» TASK BRIEF: Only the text belongs in the answer: every line of the records below, transcribed exactly.

» THE RECORDS:
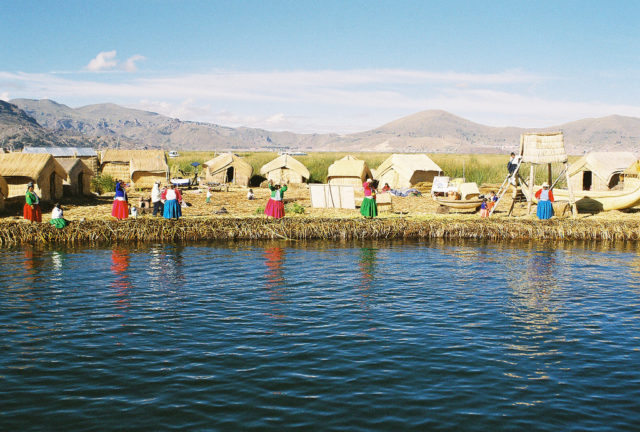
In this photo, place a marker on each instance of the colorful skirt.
(172, 209)
(369, 208)
(545, 210)
(275, 209)
(120, 209)
(59, 222)
(32, 214)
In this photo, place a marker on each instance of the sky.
(328, 66)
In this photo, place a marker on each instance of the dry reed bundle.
(257, 228)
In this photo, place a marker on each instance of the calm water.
(375, 336)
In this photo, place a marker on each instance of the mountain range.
(45, 122)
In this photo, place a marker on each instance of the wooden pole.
(531, 180)
(572, 198)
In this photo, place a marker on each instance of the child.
(484, 210)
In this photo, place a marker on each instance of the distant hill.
(426, 131)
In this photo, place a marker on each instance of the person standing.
(369, 208)
(172, 199)
(156, 199)
(120, 209)
(275, 205)
(545, 198)
(31, 210)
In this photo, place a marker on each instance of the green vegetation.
(103, 183)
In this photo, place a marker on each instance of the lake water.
(321, 336)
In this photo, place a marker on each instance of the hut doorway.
(230, 175)
(52, 186)
(587, 180)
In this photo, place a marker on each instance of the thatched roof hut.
(78, 177)
(4, 190)
(228, 168)
(600, 171)
(405, 170)
(348, 171)
(141, 167)
(43, 170)
(543, 148)
(88, 155)
(285, 169)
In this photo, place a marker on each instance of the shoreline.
(148, 230)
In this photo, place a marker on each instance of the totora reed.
(207, 229)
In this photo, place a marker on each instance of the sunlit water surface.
(317, 336)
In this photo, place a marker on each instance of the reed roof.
(407, 164)
(227, 160)
(288, 162)
(29, 165)
(349, 166)
(603, 164)
(542, 148)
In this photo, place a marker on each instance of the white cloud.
(324, 100)
(105, 60)
(130, 64)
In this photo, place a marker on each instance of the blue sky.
(328, 66)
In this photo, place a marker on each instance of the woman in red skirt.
(31, 210)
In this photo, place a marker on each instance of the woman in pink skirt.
(275, 206)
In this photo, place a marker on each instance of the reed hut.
(228, 168)
(600, 171)
(348, 171)
(4, 190)
(141, 167)
(42, 169)
(86, 154)
(405, 170)
(78, 179)
(285, 169)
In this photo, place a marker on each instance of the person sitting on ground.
(57, 217)
(545, 198)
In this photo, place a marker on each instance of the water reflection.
(275, 286)
(121, 284)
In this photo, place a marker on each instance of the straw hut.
(285, 169)
(86, 154)
(78, 178)
(4, 190)
(43, 170)
(141, 167)
(600, 171)
(405, 170)
(348, 171)
(228, 168)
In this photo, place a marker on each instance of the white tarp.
(332, 196)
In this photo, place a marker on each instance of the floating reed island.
(301, 228)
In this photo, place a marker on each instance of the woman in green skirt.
(369, 209)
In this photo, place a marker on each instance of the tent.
(599, 171)
(43, 170)
(405, 170)
(285, 169)
(141, 167)
(78, 176)
(228, 168)
(348, 171)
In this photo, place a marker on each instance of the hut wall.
(284, 175)
(145, 180)
(118, 171)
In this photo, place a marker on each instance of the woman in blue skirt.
(173, 199)
(545, 198)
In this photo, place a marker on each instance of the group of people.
(166, 201)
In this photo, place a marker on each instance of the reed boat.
(459, 204)
(594, 201)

» ANSWER TO THIS EXERCISE:
In this photo, place a marker on each instance of the colorful skirt.
(172, 209)
(369, 208)
(545, 210)
(275, 209)
(120, 209)
(59, 222)
(32, 214)
In this photo, place a marker on each instance of the sky.
(328, 66)
In this photo, place a marker on each instance of the dry reed bundle.
(257, 228)
In this photo, place a marker on each instance of the calm water.
(375, 336)
In this photo, place a marker on each instance of the mountain range.
(45, 122)
In this photo, place a marker on each instance of the wooden pole.
(531, 180)
(572, 198)
In this photo, place a marker on each instance of the child.
(484, 210)
In this photo, place a marker on each instance of the distant hill.
(426, 131)
In this photo, place a marker on each instance of the person standing.
(369, 208)
(172, 199)
(156, 199)
(120, 209)
(275, 205)
(545, 198)
(31, 210)
In this photo, place a marker on each instance of the green vegetation.
(103, 183)
In this photo, place a marker on each instance of the lake water.
(321, 336)
In this photo, place a marker on each instance of the hut doorway.
(230, 175)
(52, 186)
(587, 180)
In this photo, place a marker on each instance of the thatched roof hut.
(78, 177)
(4, 190)
(228, 168)
(600, 171)
(405, 170)
(348, 171)
(141, 167)
(43, 170)
(543, 148)
(88, 155)
(285, 169)
In this photo, place a marker on each instance of the shoreline.
(148, 230)
In this photo, place a marker on each instance of the totora reed.
(207, 229)
In this photo, place a marker on each instance of the sunlit water surface.
(317, 336)
In this photo, place a marker on each instance of the reed roof.
(407, 164)
(227, 160)
(288, 162)
(29, 165)
(349, 166)
(603, 164)
(542, 148)
In this photo, place a marker on each instance of the white cloud.
(324, 100)
(105, 60)
(130, 64)
In this photo, place a marker on each instance of the blue sky.
(328, 66)
In this photo, place a marker on each instance of the woman in red skirt.
(31, 210)
In this photo, place a marker on each instance of the woman in pink skirt.
(275, 206)
In this photo, place a marker on each instance of the reed hut.
(228, 168)
(600, 171)
(348, 171)
(4, 190)
(141, 167)
(42, 169)
(86, 154)
(405, 170)
(78, 179)
(285, 169)
In this photo, place a marker on each instance of the person sitting on ground.
(57, 217)
(545, 198)
In this photo, place a marker on each instance of the water reflection.
(275, 286)
(121, 284)
In this photo, place a marker on each instance of the straw hut.
(285, 169)
(86, 154)
(78, 178)
(4, 190)
(43, 170)
(141, 167)
(600, 171)
(405, 170)
(348, 171)
(228, 168)
In this photo, place a marker on each instance of the white tarp.
(332, 196)
In this photo, place a marker on each instance of the floating reed island.
(301, 228)
In this photo, place a marker on each instance of the woman in green skirt.
(369, 209)
In this photo, place a marker on each instance of the tent.
(599, 171)
(43, 170)
(405, 170)
(285, 169)
(141, 167)
(78, 176)
(228, 168)
(348, 171)
In this photo, place a marker on each instance of the hut wall.
(284, 175)
(145, 180)
(118, 171)
In this photo, place a marker on each instance of the woman in blue skirt.
(173, 199)
(545, 198)
In this photo, place a marker on each instance of the group of people.
(166, 201)
In this photo, place a marker on each instance of the reed boat.
(459, 204)
(594, 201)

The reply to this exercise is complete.